PROBLEM TO SOLVE:
From the listing that follows, output everything exactly except the pictures.

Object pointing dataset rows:
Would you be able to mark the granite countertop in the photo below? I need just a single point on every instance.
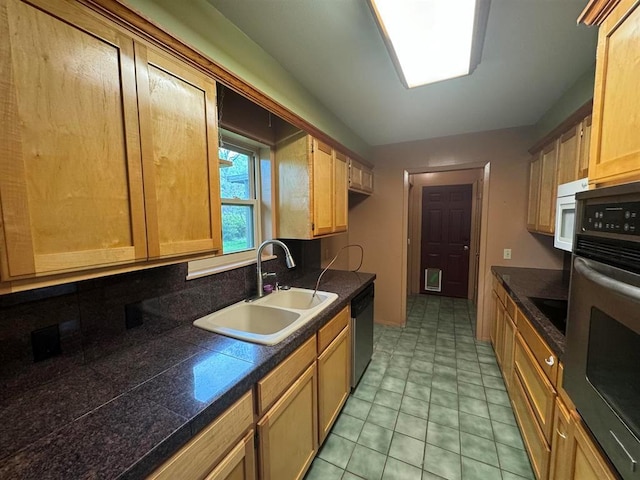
(145, 401)
(523, 283)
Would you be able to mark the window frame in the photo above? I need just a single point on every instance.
(222, 262)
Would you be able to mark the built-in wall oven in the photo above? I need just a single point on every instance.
(602, 357)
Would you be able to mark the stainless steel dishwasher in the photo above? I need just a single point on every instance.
(361, 333)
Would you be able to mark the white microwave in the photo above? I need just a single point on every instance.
(566, 213)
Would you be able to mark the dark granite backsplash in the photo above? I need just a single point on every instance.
(93, 316)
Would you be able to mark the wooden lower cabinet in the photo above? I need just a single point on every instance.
(562, 448)
(575, 455)
(203, 457)
(288, 432)
(534, 440)
(508, 351)
(334, 381)
(539, 390)
(239, 464)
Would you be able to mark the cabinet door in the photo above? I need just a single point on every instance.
(568, 155)
(548, 190)
(537, 386)
(615, 143)
(534, 440)
(288, 432)
(180, 155)
(71, 176)
(367, 180)
(340, 187)
(509, 337)
(534, 192)
(239, 464)
(334, 381)
(493, 334)
(585, 143)
(323, 193)
(562, 446)
(499, 345)
(355, 175)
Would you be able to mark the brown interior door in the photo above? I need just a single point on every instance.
(445, 237)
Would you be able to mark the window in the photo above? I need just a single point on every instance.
(245, 196)
(239, 200)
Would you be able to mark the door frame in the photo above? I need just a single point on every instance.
(479, 215)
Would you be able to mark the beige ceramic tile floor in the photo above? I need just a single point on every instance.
(431, 405)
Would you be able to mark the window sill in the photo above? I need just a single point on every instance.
(203, 272)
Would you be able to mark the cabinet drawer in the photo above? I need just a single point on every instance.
(240, 463)
(537, 387)
(202, 453)
(331, 330)
(543, 355)
(275, 382)
(288, 433)
(537, 446)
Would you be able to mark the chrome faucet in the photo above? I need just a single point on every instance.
(288, 259)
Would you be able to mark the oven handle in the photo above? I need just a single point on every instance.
(585, 268)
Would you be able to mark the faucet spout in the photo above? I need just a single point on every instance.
(288, 259)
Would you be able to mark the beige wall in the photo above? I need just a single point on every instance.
(418, 181)
(380, 224)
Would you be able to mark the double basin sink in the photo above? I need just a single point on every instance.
(269, 319)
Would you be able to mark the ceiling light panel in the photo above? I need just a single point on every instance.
(429, 40)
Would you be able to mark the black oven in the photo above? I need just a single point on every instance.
(602, 357)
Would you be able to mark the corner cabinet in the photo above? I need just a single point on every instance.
(312, 188)
(558, 444)
(543, 189)
(561, 157)
(108, 147)
(615, 143)
(360, 178)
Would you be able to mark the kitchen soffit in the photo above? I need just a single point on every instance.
(534, 51)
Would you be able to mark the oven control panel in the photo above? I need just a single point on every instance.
(621, 218)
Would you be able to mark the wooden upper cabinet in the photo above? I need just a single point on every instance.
(569, 155)
(312, 188)
(180, 155)
(585, 145)
(108, 148)
(534, 192)
(340, 196)
(548, 190)
(615, 142)
(322, 179)
(71, 176)
(360, 177)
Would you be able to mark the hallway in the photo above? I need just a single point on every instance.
(431, 405)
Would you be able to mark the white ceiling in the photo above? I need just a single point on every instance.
(533, 52)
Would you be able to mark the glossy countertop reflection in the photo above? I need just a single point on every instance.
(123, 415)
(523, 284)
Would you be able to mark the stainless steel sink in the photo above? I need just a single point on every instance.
(270, 319)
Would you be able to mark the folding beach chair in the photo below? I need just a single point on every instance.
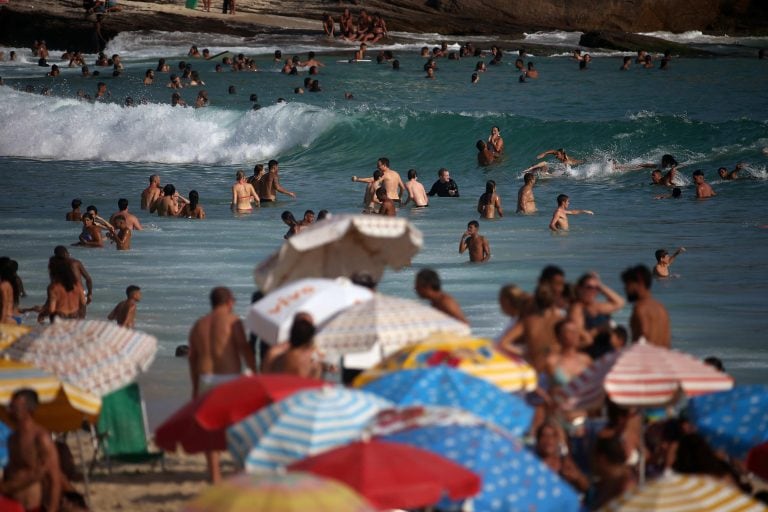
(121, 433)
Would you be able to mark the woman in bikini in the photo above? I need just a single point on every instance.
(193, 210)
(243, 194)
(489, 203)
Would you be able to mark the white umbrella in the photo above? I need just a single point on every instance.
(381, 326)
(271, 317)
(342, 246)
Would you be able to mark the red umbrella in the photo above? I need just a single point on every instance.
(199, 425)
(757, 460)
(393, 475)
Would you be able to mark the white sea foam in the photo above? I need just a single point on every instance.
(696, 36)
(59, 128)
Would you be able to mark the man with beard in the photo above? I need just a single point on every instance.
(649, 319)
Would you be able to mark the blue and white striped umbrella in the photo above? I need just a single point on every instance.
(733, 421)
(514, 479)
(444, 386)
(304, 424)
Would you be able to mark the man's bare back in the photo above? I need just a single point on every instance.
(650, 320)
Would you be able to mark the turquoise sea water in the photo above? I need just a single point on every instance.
(707, 112)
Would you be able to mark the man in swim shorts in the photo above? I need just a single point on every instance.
(217, 349)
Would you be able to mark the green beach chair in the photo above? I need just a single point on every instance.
(121, 432)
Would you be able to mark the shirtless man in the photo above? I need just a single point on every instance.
(298, 356)
(560, 154)
(217, 348)
(664, 260)
(90, 236)
(370, 202)
(428, 286)
(649, 319)
(387, 207)
(32, 476)
(152, 193)
(416, 193)
(485, 156)
(122, 235)
(169, 204)
(479, 249)
(525, 200)
(243, 194)
(124, 313)
(559, 220)
(131, 221)
(75, 215)
(269, 185)
(539, 337)
(390, 180)
(703, 189)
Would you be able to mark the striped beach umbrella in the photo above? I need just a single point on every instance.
(685, 493)
(272, 316)
(643, 375)
(342, 245)
(475, 356)
(393, 475)
(291, 492)
(733, 421)
(306, 423)
(63, 407)
(514, 479)
(94, 355)
(384, 325)
(10, 333)
(445, 387)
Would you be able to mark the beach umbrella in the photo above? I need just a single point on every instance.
(10, 333)
(389, 421)
(475, 356)
(342, 246)
(63, 406)
(733, 421)
(94, 355)
(272, 316)
(446, 387)
(643, 375)
(393, 475)
(199, 425)
(291, 492)
(513, 478)
(383, 325)
(685, 493)
(757, 460)
(306, 423)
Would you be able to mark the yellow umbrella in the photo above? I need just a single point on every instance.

ANSWER TO THIS PROBLEM:
Would you be able to mark the granite countertop in the photo below? I need just a single point on every instance.
(145, 401)
(523, 283)
Would you be able to mark the window frame in the photo above? I need just a single point on every instance.
(222, 262)
Would you be able to mark the built-in wall oven in the photo above? I need just a single point on every instance.
(602, 357)
Would you be able to mark the stainless steel dishwasher in the photo above? I need just a single point on every instance.
(361, 333)
Would you be able to mark the white microwave in the photo above? I need just a single point on every instance.
(566, 213)
Would you be able to mark the dark granite backsplash in the photo above? I need just a single point on every instance.
(93, 316)
Would you be able to mark the wooden lower cabinet in the photo above? I need just a single point on every instance.
(562, 448)
(575, 455)
(203, 457)
(288, 432)
(534, 440)
(508, 351)
(334, 381)
(539, 390)
(239, 464)
Would you be able to mark the cabinet door in the photo above? I need just a single point on every instance.
(568, 155)
(548, 190)
(537, 386)
(615, 143)
(534, 440)
(288, 432)
(180, 155)
(71, 176)
(367, 180)
(340, 187)
(509, 337)
(534, 192)
(239, 464)
(334, 381)
(493, 334)
(585, 143)
(323, 193)
(562, 446)
(499, 345)
(355, 175)
Would you be able to mark the brown interior door in the photo above? I need just a single point on every instance.
(445, 237)
Would you be able to mark the window in the photo above? I need just a single point on every instance.
(245, 196)
(239, 200)
Would you be able to mark the door frame in the photo above? I need just a single point on every instance.
(479, 215)
Would you be able to mark the beige ceramic tile floor in the photo above? I need just a single point on every instance.
(431, 405)
Would you be able to mark the window sill in the photo above? I need just a single point on every instance.
(203, 272)
Would you be able to mark the cabinet drawer in the photo above? I need just a single point on every instance.
(240, 463)
(537, 387)
(202, 453)
(331, 330)
(543, 355)
(275, 382)
(288, 433)
(537, 446)
Would you be able to mark the chrome faucet in the photo above? I need just a single point on every instance.
(288, 259)
Would you be able to mark the oven handle in the photo above? I need just a single point on every instance.
(585, 268)
Would you be able to mark the faucet spout in the photo above? I need just a single point on every instance.
(288, 259)
Would you be able to mark the beige wall in the photo above? I need just a single point on every instance.
(418, 181)
(380, 224)
Would you be able to mark the double basin sink in the photo above? I need just a single point on every instance.
(269, 319)
Would you be able to mark the ceiling light panel in the photo above? I need just a single point on every instance.
(429, 40)
Would you be able to mark the black oven in the photo above? I need just a single point on every instance.
(602, 357)
Would you be able to mark the corner cabinet in the photo above? I need just a single point on every instance.
(312, 188)
(558, 444)
(543, 189)
(561, 157)
(108, 147)
(615, 143)
(360, 178)
Would you be able to mark the kitchen soffit in the photo above? I need just a single point on every instance.
(534, 51)
Would you be able to mark the oven control panel in the photo above? I need just a single point on every instance.
(621, 218)
Would you be able to mark the wooden upper cabinet in the photo above? I need just a single point on every instance.
(569, 155)
(312, 188)
(180, 155)
(585, 145)
(108, 148)
(534, 192)
(340, 196)
(548, 190)
(615, 142)
(322, 179)
(71, 176)
(360, 177)
Would you be able to mark the hallway in the photo above? I need just a single point on every instance.
(431, 405)
Would you be able to mark the white ceiling in the photo above? I need just a single point on every instance.
(533, 52)
Would you be able to mark the glossy countertop reflection in the photo above? I need just a single point on every instance.
(123, 415)
(523, 284)
Would you be able to mark the stainless steel sink in the photo above? I need just a single point on every instance.
(270, 319)
Would you be able to mark the folding beach chair in the photo below? I need just a single point on every instance.
(121, 433)
Would you be able to mark the woman in bikini in the photo above? I need just a single point on every instance.
(193, 210)
(243, 194)
(489, 203)
Would you be able to mark the white umbrella in the photo above? I need just a single point on every instance.
(381, 326)
(271, 317)
(342, 246)
Would you be able to mark the red umbrella in the photo above? I need just a single point on every instance.
(199, 425)
(757, 460)
(393, 475)
Would you be able to mark the white sea foam in the photo above? I need just a single point on every instance.
(696, 36)
(59, 128)
Would you be able to mark the man with beard in the photo above? I need just a single point on every instance.
(649, 319)
Would you be able to mark the blue and white striped umbrella in the photo above? I need just a single point on every instance.
(733, 421)
(514, 479)
(444, 386)
(304, 424)
Would you be able to mark the man's bare back in the photo above? I need just a single point on every instance.
(650, 320)
Would you be able to mark the turquoise sea water in the photo above? I need just a single point on every instance.
(707, 112)
Would you be able to mark the man in swim shorts in the photo above? I need just a single point on every instance.
(217, 349)
Would you be able to mark the green beach chair in the photo above? I need just a single point on every instance.
(121, 432)
Would you be able to mark the shirtless man in the photo above? I need just a single point on every instance.
(298, 356)
(560, 154)
(217, 348)
(664, 260)
(90, 236)
(370, 202)
(428, 286)
(649, 319)
(387, 207)
(32, 476)
(152, 193)
(416, 193)
(485, 156)
(122, 235)
(169, 204)
(479, 249)
(525, 200)
(243, 194)
(124, 313)
(559, 220)
(131, 221)
(75, 215)
(269, 185)
(539, 337)
(390, 180)
(703, 189)
Would you be able to mark the striped beach umbrella in the photo above? I need just a single point on every instance.
(685, 493)
(272, 316)
(643, 375)
(342, 245)
(475, 356)
(393, 475)
(291, 492)
(733, 421)
(306, 423)
(63, 407)
(514, 479)
(94, 355)
(384, 325)
(10, 333)
(445, 387)
Would you be able to mark the beach umbrella in the photo above? I need just a single point on every instance.
(10, 333)
(389, 421)
(475, 356)
(342, 246)
(63, 406)
(733, 421)
(94, 355)
(272, 316)
(446, 387)
(643, 375)
(393, 475)
(199, 425)
(291, 492)
(513, 478)
(383, 325)
(685, 493)
(757, 460)
(306, 423)
Would you be able to mark the yellow umbrella in the photo above? I need just a single point on every instance.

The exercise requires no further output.